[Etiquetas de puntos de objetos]
^^^^
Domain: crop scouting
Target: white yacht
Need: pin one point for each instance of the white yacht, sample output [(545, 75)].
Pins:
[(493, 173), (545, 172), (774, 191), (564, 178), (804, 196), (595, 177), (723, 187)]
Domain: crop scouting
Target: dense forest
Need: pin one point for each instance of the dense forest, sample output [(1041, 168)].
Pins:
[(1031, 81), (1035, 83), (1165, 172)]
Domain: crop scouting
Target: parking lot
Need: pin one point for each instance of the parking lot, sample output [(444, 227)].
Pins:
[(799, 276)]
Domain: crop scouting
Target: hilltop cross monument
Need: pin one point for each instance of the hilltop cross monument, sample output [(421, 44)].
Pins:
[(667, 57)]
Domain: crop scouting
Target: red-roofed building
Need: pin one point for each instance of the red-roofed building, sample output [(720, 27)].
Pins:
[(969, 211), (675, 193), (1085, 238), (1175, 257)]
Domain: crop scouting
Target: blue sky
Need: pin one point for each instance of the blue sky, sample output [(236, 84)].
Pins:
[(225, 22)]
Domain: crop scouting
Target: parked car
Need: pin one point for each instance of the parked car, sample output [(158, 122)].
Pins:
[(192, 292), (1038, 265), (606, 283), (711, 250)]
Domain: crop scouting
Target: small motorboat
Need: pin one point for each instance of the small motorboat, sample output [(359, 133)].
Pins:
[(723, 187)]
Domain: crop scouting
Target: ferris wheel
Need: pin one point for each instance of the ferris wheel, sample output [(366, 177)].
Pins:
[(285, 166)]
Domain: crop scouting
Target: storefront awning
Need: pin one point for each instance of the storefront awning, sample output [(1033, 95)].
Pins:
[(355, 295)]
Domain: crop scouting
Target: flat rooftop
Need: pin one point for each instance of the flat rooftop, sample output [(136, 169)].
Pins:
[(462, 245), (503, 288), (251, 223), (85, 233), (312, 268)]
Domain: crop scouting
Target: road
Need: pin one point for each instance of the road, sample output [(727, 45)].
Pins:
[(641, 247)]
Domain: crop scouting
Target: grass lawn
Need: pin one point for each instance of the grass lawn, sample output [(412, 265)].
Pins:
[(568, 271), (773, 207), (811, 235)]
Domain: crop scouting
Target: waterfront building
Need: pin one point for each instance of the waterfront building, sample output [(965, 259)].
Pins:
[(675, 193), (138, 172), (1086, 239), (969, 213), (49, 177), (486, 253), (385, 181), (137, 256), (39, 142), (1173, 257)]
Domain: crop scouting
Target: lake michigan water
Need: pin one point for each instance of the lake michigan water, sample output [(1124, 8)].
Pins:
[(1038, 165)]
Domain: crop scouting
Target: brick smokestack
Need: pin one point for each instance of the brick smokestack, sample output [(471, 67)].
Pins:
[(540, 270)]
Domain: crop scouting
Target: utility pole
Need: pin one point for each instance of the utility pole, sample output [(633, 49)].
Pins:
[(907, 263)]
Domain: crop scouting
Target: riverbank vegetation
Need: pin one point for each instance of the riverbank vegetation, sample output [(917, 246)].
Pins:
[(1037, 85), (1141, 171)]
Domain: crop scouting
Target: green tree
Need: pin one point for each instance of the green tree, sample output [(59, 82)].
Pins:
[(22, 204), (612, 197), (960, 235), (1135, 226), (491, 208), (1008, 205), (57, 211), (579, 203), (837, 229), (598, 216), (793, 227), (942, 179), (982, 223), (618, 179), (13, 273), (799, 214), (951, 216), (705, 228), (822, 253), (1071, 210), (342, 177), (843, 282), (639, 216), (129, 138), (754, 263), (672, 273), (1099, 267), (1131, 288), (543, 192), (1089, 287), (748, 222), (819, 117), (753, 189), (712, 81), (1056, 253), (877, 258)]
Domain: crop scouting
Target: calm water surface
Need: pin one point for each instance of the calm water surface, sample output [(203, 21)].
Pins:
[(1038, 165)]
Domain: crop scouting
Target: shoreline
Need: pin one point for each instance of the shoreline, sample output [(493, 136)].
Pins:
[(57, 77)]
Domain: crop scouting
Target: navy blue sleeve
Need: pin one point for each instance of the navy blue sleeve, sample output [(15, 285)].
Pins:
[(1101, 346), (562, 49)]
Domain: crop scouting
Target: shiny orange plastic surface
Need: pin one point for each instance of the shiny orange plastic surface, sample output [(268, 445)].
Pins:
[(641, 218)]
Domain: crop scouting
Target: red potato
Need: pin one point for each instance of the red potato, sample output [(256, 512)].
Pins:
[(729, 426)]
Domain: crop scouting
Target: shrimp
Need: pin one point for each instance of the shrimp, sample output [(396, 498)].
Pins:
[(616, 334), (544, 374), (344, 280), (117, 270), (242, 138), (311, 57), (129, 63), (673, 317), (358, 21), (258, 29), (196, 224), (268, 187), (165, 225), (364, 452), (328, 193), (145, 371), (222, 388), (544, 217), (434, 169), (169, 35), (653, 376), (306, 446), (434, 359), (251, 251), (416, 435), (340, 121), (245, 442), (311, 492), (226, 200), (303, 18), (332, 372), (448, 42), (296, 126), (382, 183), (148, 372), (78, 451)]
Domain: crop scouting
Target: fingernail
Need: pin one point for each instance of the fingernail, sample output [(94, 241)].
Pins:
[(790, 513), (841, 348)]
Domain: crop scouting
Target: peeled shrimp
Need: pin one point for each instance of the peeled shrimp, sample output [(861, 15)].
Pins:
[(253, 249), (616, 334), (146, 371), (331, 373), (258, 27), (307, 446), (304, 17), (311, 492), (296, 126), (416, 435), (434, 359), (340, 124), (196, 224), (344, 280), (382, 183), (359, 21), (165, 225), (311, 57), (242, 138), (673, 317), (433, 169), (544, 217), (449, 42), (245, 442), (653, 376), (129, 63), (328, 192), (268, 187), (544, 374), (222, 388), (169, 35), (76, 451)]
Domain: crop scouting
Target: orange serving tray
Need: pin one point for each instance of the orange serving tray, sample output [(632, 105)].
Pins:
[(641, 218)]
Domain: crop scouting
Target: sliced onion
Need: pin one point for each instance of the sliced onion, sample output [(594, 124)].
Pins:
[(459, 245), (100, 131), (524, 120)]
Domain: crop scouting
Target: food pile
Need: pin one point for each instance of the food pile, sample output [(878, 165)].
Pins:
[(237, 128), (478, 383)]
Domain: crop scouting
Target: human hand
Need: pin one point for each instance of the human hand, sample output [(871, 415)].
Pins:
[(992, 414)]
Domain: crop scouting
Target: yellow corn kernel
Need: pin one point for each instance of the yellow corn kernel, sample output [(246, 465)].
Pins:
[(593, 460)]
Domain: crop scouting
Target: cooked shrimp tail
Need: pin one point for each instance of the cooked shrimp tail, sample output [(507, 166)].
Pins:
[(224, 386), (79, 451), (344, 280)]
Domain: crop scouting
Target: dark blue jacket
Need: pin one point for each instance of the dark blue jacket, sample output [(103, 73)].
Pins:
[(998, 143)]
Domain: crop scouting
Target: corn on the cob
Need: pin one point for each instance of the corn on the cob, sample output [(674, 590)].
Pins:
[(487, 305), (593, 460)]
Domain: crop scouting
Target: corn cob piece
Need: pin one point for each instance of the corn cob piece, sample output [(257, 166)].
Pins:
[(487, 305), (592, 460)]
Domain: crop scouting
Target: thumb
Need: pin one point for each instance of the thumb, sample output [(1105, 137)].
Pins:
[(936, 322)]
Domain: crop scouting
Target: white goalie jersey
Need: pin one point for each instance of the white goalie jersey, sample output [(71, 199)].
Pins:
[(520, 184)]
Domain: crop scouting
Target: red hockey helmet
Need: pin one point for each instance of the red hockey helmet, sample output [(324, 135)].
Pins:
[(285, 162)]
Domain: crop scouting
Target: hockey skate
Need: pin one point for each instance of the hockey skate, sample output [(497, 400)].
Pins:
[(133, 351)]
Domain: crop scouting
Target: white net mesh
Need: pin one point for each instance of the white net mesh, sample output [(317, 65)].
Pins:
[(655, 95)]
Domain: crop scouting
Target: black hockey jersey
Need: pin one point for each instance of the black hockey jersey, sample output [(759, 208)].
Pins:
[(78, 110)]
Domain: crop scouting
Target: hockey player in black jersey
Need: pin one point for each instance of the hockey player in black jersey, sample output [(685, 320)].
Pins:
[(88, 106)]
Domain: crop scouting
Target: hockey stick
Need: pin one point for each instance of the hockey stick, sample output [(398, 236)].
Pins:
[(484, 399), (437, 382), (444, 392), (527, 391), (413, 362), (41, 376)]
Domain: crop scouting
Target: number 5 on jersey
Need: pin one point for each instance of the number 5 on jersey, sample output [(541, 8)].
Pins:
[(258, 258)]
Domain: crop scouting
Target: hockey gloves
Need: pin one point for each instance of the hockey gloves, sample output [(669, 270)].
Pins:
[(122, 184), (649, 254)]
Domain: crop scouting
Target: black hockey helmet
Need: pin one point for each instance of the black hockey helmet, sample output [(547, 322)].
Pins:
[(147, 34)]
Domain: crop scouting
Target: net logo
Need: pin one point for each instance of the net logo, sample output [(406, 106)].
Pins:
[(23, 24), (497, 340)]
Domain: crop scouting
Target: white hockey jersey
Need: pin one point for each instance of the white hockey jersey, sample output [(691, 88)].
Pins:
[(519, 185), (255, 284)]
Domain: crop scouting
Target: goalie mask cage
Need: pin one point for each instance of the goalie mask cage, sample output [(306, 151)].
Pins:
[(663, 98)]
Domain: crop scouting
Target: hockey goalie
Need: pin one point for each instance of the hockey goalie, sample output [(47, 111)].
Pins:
^^^^
ENUNCIADO DEL EJERCICIO: Copia sin cambiar nada las líneas del material, desde el comienzo hasta la línea que contiene "[(1031, 81), (1035, 83), (1165, 172)]", con esa línea incluida.

RESPUESTA DEL EJERCICIO:
Domain: crop scouting
Target: white yacht
Need: pin one point for each instance of the white yacht, sample output [(545, 75)].
Pins:
[(493, 173), (545, 172), (774, 191), (564, 178), (804, 196), (595, 177), (723, 187)]
Domain: crop scouting
Target: dense forest
Need: pin one point for each instance of the dense forest, sample output [(1041, 168)].
Pins:
[(1031, 81), (1035, 83), (1165, 172)]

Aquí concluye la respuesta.